--- TEXTO SELECCIONADO ---
Lucas, en su evangelio, en una sucesión de parábolas que muestran la misericordia de Dios, y cuyo culmen es la del evangelio de hoy, nos ha presentado a ese Dios: se desvive por sus hijos, y a cambio recibe el desinterés o el desprecio de los mismos. Ese padre, que es Dios, es pura donación y misericordia, quiere que sus hijos compartan sus bienes en ambiente festivo, y les da lo mejor (el ternero cebado, el vestido de gala, el anillo...). Pero ya vemos que hace falta tener experiencia del mal, de la penuria que se sufre fuera de la casa paterna, para poder aceptar y agradecer el regalo del Padre.

El hijo mayor, el cumplidor, vive no como hijo en la casa del padre, sino como esclavo cumpliendo estrictamente las órdenes de su padre. Ese cumplimentismo le endurece el corazón, y es incapaz de perdonar y aceptar la alegría de la recuperación del hermano perdido; no entra en la fiesta, y echa en cara que sus méritos no han servido de nada.

¿No nos retrata a nosotros este hijo mayor más que un poco? Apenas tenemos conciencia de pecado, por no haber cometido grandes transgresiones y ver que otros sí las cometen, incluso públicamente. No sentimos necesidad de ese cariño del Padre que quiere que sus hijos disfruten de su fiesta.

Pero ¿no sería distinto y más hermoso si aceptáramos su fiesta, aunque para celebrarla tengamos que sacrificar el ternero cebado, esto es, perder algo de lo nuestro?

Las Misiones Diocesanas tratan de hacer presente en tierras de misión, entre gente empobrecida y explotada, tanto los bienes de la cultura y bienes terrenos, como el conocimiento de un Dios que nos hace hermanos y herederos de su reino. Si, por egoísmo, perdemos esta dimensión de compartir lo que somos y tenemos; si, pensando que tal vez no tenemos para atender nuestras necesidades, somos incapaces de compartir estos bienes, y, encima, insolentemente decimos que aquí hacen falta misioneros, es que nuestro corazón, como el del hijo mayor de la parábola, se ha endurecido tanto que ya no es capaz de acoger el abrazo del Padre.

--- INSTRUCCIÓN DADA ---
Escribe la continuación del texto sobre la parábola del padre y sus dos hijos, empezando justo después de su última oración.

--- LÍNEAS LISTADAS ---

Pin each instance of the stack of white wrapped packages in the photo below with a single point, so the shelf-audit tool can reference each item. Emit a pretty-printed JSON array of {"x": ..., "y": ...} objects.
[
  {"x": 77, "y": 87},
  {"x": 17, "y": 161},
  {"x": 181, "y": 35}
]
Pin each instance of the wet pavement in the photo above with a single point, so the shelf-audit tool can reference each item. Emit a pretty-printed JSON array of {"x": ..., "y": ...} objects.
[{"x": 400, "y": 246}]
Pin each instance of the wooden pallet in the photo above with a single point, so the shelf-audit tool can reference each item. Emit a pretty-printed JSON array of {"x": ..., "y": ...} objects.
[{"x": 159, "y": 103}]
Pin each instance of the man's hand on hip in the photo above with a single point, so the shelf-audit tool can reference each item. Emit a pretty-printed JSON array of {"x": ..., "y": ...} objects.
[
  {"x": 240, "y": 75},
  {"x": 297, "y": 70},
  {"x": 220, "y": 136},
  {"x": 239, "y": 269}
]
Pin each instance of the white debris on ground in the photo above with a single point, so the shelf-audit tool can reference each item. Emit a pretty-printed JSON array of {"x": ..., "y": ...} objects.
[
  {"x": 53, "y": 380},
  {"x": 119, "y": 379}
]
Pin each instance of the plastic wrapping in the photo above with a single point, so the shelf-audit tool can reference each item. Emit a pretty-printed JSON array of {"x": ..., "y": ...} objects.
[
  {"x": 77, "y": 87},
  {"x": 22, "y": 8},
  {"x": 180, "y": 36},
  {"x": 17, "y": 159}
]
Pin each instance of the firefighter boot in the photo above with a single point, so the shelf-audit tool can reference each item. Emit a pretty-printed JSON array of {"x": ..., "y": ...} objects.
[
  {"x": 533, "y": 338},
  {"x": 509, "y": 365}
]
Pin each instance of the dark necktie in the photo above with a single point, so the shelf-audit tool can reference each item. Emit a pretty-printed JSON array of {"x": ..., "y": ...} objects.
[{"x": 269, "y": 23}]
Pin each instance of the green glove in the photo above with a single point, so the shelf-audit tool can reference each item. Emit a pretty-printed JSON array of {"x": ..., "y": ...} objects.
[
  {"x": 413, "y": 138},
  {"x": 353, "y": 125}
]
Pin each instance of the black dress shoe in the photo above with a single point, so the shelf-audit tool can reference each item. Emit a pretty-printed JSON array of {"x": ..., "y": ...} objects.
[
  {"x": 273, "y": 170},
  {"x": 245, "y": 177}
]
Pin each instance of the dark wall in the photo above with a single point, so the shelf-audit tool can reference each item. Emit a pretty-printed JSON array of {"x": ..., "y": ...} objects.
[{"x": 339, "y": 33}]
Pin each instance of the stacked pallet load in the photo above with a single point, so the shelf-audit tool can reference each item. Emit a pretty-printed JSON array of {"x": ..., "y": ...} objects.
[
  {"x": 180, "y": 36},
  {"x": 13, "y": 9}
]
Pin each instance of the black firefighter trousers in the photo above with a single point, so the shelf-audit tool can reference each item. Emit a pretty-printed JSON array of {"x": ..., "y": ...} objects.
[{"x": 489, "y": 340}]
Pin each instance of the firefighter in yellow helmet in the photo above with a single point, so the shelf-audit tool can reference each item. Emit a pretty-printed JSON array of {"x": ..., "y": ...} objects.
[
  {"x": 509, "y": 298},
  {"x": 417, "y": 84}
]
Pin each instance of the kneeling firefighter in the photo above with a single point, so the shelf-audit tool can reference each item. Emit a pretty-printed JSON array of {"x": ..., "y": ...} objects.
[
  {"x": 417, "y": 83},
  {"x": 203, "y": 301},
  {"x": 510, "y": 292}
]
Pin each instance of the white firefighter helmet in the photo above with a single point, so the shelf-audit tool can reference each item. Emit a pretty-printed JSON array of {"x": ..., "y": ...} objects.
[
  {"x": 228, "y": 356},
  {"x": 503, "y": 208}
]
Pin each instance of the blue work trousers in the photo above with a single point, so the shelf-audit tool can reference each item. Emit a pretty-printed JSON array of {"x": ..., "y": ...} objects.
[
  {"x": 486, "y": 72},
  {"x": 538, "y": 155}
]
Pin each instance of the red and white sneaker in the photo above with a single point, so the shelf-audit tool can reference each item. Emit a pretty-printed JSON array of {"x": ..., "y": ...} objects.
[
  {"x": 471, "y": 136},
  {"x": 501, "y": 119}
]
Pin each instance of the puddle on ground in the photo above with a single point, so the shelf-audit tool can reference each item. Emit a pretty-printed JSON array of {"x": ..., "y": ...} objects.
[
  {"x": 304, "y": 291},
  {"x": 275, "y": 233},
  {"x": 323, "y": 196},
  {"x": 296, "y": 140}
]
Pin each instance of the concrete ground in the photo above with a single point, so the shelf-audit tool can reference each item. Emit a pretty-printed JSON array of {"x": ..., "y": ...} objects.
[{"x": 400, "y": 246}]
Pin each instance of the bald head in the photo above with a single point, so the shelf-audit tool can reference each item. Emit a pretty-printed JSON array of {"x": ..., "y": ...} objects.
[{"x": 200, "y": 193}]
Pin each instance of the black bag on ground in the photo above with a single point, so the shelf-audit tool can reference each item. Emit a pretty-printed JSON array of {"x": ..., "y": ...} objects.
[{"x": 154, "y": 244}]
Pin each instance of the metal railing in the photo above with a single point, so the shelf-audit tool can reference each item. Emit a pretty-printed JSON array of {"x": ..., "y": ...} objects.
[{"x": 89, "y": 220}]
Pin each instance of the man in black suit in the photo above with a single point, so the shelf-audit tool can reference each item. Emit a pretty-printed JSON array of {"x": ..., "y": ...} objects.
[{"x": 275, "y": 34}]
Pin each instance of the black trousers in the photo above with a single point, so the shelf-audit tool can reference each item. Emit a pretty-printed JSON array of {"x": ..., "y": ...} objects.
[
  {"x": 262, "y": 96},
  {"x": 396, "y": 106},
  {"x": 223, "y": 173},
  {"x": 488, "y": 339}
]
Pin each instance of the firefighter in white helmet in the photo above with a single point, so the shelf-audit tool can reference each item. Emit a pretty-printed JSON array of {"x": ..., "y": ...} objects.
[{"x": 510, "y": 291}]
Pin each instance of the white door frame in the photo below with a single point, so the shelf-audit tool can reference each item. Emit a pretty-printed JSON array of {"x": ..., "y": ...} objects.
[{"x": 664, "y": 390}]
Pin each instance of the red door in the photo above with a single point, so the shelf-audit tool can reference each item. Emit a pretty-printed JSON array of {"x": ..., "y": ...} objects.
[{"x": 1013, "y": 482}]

--- LA RESPUESTA ---
Los seminarios vacíos nos están lanzando un grito lastimero. Nuestras celebraciones lánguidas y mortecinas nos están delatando. Nuestras exiguas colectas nos están denunciando... ¿No seremos capaces de alcanzar a ver allí, en el horizonte de nuestra fe, a ese Dios que espera la vuelta de su hijo, para abrazarlo en un mar de lágrimas?

Para entrar en la fiesta que el Padre quiere preparar para sus hijos, es preciso salir de otras situaciones: de la esclavitud de Egipto y de su paradójica comodidad; de una vida falta de Dios, que exige reconciliación, y de una avidez excesiva por las riquezas que nos hacen competir por los bienes de los otros y nos llevan a expoliarlos y a marginarlos... En última instancia, salir de una vida sin Dios a esa otra en la que se acepta su abrazo, su perdón, y nos convierte en reconciliadores y en voceros de su fiesta.

Si somos capaces e entrar en ella, como el hijo que vuelve a casa,  podremos compartir la gozosa experiencia de la misericordia y del amor del Padre. Si, por el contrario, nos cerramos a la invitación del Padre, nos reconcomerá nuestro deber cumplido, la envidia de los que disfrutan a pesar de no haberlo merecido, y arremeteremos con­tra los hermanos y los incumplidores.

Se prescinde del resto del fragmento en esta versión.